§ **PROVIDED DATA**
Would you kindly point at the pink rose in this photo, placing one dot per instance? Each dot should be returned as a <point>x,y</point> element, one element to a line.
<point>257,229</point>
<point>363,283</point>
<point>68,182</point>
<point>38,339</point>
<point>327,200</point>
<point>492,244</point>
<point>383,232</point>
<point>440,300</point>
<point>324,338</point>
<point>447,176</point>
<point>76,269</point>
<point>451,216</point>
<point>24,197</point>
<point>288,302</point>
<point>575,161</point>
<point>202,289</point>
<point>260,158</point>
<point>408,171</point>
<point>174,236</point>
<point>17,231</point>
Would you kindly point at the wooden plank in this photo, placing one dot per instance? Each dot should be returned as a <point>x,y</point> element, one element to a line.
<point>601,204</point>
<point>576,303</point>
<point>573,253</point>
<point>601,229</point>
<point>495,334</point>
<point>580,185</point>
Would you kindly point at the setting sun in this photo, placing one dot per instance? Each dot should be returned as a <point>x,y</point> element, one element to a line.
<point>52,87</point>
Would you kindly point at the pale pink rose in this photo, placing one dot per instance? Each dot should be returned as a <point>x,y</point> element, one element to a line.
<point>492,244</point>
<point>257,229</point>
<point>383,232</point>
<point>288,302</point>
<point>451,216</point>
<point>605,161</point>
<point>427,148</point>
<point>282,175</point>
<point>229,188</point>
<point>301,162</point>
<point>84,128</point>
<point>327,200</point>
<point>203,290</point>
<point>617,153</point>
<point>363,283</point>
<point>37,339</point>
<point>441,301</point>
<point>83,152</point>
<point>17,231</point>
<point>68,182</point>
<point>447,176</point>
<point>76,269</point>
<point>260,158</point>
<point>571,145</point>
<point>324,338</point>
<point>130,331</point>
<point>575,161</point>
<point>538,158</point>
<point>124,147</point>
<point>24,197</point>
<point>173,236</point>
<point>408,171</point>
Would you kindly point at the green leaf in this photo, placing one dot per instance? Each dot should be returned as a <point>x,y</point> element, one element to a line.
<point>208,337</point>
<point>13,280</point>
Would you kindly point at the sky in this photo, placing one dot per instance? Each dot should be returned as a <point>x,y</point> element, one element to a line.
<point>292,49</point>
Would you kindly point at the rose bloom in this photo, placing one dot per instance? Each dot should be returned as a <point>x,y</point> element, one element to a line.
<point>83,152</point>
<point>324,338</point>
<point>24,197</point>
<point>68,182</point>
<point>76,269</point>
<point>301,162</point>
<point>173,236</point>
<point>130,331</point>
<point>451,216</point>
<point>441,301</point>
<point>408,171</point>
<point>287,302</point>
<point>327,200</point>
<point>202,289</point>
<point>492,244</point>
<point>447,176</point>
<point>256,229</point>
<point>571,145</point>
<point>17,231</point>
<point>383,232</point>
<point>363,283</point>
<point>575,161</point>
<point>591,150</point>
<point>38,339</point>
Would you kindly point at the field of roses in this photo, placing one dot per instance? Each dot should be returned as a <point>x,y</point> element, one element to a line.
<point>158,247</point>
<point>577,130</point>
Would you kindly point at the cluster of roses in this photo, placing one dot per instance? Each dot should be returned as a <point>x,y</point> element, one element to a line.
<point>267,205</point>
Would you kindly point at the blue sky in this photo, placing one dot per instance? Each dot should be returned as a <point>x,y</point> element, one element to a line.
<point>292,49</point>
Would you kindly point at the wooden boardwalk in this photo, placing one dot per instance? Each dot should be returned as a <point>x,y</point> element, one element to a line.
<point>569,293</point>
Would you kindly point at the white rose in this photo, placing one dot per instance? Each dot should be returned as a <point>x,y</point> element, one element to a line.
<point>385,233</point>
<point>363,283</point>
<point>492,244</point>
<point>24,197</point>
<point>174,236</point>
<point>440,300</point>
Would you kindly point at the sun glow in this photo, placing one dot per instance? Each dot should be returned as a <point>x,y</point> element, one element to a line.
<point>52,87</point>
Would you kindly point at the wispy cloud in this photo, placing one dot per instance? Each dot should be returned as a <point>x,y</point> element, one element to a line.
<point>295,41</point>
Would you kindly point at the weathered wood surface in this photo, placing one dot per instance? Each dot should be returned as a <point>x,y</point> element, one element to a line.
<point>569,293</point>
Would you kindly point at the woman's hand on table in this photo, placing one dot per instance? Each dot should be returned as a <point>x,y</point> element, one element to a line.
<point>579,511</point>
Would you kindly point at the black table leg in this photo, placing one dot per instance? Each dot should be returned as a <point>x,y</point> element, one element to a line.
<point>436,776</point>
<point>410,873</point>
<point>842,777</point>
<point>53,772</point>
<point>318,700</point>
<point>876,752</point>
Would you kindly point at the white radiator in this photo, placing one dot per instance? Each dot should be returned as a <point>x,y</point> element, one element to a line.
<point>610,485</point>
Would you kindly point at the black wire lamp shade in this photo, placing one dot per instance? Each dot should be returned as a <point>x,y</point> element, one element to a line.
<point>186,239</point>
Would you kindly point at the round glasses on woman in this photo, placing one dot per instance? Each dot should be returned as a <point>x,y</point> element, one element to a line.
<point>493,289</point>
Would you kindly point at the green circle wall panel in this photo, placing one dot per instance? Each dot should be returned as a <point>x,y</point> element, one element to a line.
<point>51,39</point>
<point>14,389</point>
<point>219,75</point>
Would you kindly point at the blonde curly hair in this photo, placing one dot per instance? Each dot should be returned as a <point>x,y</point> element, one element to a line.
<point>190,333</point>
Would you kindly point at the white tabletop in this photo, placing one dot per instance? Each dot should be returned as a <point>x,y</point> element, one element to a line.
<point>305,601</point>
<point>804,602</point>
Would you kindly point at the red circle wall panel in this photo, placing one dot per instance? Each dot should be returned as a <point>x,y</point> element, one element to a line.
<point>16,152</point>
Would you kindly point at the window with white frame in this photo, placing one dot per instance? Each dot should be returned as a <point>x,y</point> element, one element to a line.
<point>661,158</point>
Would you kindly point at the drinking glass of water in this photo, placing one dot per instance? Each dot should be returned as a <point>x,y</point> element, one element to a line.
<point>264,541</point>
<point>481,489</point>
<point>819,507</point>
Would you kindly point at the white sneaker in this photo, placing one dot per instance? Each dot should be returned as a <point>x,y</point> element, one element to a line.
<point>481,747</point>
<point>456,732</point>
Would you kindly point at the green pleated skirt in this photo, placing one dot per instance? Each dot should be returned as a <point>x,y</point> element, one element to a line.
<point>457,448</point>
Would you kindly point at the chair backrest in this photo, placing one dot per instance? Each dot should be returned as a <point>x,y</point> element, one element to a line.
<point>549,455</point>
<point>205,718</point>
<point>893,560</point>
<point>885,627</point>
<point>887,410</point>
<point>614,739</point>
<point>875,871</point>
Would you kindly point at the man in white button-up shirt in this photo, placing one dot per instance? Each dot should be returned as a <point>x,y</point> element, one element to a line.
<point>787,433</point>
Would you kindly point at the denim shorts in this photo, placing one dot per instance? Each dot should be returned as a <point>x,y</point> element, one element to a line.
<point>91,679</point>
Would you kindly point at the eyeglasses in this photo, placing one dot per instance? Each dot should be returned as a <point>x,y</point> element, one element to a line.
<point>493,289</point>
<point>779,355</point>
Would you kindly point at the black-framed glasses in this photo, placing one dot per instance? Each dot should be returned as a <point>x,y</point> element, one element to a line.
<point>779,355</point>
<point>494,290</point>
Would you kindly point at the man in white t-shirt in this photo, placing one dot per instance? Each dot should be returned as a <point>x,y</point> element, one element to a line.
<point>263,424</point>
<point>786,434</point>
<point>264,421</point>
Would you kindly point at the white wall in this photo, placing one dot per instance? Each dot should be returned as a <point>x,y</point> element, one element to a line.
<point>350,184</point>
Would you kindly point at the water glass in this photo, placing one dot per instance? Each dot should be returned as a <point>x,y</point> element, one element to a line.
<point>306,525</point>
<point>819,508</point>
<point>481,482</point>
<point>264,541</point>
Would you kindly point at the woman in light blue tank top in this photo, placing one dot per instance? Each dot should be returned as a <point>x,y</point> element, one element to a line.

§ **GIVEN PROBLEM**
Copy out the lines above, from the line with "Would you kindly point at the drinking" to the line with "<point>787,433</point>", keeping each one unchanged.

§ **RESULT**
Would you kindly point at the drinking glass of water in this photo, placing one dot per instance? Each dot should be returned as a <point>x,y</point> element, one element to a line.
<point>264,541</point>
<point>481,489</point>
<point>819,507</point>
Would you kindly point at the white sneaker in this photo, placing one dot per instance? Each dot should be returned as a <point>x,y</point> element, one element to a line.
<point>481,747</point>
<point>456,732</point>
Would you kindly point at the green pleated skirt in this photo, placing one dot per instance? Each dot should be returned as a <point>x,y</point> element, one element to a line.
<point>457,448</point>
Would you kindly point at the chair backrest in this photo, placing one dot per instance? Each dot should be returned as a <point>x,y</point> element, one element to a line.
<point>549,455</point>
<point>205,718</point>
<point>893,560</point>
<point>885,627</point>
<point>887,410</point>
<point>614,739</point>
<point>875,871</point>
Would you kindly point at the man in white button-up shirt in this photo, placing one dot per instance? Each dot should be returned as a <point>x,y</point> element, one element to a line.
<point>787,433</point>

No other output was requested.